→ **Task goal**
Go to the line that contains "# test: locate() returns one point per instance of the stadium" and transcribe from there to the end of the entries, that line and the last one included.

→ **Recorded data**
════════
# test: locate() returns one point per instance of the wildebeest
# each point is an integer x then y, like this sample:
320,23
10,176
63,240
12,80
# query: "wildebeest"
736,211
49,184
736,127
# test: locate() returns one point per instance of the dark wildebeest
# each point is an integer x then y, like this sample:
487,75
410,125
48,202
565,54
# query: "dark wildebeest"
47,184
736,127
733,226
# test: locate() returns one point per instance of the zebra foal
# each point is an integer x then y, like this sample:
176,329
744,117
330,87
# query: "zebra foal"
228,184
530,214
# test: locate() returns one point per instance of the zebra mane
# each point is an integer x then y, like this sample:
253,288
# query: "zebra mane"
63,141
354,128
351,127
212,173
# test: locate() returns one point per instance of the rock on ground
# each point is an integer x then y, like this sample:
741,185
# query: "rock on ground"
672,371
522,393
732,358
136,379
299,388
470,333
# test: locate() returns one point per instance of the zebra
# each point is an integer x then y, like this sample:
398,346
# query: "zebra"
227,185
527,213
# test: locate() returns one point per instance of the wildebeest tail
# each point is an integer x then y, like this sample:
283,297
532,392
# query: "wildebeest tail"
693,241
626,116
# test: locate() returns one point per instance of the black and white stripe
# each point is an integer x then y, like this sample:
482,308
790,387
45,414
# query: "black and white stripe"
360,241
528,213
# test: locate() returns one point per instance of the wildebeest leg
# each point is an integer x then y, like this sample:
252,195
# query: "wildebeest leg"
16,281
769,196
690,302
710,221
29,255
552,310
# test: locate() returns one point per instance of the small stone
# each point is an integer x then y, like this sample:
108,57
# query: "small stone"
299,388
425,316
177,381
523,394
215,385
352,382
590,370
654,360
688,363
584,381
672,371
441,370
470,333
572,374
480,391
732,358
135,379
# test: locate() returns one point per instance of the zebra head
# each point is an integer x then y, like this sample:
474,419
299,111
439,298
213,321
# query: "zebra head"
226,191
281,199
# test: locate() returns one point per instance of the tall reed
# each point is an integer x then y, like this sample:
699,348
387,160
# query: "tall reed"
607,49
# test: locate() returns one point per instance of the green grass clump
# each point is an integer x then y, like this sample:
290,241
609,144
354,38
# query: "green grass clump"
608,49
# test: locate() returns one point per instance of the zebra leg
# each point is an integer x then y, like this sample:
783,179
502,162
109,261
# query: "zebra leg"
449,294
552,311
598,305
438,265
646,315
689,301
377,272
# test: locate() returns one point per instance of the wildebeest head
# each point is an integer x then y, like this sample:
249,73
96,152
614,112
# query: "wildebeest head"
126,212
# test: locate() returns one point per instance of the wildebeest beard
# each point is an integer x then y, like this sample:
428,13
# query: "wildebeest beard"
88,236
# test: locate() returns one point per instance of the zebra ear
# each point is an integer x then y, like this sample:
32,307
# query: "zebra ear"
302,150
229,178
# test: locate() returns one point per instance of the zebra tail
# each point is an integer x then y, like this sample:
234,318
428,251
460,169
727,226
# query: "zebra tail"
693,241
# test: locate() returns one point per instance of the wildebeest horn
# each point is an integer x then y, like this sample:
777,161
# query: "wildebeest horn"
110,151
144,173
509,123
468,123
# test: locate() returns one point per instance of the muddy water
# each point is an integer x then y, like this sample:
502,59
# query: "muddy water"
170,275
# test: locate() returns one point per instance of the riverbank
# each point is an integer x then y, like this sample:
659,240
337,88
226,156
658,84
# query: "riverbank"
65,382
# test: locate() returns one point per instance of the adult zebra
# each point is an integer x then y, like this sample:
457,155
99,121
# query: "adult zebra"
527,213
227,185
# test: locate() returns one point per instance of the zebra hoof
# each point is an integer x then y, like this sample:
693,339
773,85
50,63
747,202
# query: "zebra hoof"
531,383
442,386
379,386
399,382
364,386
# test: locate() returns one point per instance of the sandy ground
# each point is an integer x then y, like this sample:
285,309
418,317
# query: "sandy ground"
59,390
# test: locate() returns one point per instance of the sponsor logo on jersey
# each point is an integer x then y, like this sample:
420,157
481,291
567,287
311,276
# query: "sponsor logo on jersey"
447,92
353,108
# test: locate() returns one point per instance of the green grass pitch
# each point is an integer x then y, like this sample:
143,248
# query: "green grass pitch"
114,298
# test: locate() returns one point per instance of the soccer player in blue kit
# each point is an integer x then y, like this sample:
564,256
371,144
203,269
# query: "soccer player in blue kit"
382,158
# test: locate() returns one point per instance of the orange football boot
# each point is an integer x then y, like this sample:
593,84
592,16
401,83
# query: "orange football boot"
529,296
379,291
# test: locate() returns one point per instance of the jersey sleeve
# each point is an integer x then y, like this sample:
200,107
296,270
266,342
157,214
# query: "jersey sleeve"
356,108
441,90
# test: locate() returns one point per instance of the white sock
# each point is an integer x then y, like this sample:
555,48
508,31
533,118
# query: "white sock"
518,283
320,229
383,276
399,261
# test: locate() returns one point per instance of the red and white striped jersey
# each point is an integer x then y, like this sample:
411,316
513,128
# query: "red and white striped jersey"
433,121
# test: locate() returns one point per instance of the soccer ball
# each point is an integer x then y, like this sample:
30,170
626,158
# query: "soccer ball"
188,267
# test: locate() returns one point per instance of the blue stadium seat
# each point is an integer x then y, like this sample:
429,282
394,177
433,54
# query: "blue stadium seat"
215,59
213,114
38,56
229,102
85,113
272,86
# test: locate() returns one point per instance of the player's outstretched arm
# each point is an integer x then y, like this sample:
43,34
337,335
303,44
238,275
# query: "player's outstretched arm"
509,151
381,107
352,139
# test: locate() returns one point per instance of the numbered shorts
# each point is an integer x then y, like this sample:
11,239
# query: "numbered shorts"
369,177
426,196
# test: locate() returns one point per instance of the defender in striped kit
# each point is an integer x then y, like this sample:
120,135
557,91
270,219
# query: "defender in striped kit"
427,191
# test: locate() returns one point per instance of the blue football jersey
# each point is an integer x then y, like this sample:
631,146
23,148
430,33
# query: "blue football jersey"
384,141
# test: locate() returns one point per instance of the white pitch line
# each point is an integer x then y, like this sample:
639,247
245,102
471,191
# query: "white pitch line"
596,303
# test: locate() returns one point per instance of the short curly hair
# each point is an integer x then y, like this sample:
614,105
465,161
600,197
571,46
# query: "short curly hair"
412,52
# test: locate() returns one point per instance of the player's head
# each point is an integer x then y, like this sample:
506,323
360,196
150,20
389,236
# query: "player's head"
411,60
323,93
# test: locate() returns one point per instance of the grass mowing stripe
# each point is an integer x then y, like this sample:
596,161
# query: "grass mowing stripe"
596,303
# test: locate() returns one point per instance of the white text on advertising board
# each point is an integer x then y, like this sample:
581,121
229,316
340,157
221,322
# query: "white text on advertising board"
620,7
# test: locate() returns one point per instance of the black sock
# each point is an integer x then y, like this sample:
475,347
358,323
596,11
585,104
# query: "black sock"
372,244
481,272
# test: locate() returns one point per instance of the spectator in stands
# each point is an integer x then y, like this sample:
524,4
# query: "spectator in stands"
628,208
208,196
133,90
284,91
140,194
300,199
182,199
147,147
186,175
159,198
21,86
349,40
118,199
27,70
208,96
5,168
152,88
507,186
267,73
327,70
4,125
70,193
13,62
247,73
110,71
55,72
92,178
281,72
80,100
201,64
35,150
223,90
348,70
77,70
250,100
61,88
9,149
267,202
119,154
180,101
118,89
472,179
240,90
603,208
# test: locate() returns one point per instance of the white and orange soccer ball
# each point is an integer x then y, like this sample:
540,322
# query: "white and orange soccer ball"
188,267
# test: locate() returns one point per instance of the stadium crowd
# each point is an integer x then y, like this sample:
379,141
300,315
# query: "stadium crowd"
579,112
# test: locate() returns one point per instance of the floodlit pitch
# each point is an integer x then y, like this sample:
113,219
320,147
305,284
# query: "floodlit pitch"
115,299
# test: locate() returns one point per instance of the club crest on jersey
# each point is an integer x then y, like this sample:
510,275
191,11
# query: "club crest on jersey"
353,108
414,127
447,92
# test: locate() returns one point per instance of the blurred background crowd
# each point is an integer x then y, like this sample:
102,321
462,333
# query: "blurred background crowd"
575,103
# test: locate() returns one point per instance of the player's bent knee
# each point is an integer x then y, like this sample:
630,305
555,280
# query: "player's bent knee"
════════
→ **Result of the exercise**
# test: locate() returns one point per instance of the stadium crowd
# each point is an integer x then y, like this sample:
379,141
300,315
# query: "stadium crowd"
579,112
# test: locate() returns one point per instance of the floodlit pitch
# each point is an integer x then y, like this sample:
113,219
320,147
305,284
# query: "floodlit pitch"
115,299
# test: locate() returns one point per instance of the club crest on jersey
# each point is an integer x then y, like this sample:
510,275
191,11
# query: "club crest on jersey"
353,108
414,127
447,92
# test: locate() returns one point per instance of the blurred background crowd
# each point is an integer x then y, like this sample:
102,321
462,333
# query: "blurred background crowd"
575,103
# test: locate() returns one point per instance of the player's bent knee
# each point is an integer x then y, like this sample:
630,305
555,280
# query: "player's bent knee"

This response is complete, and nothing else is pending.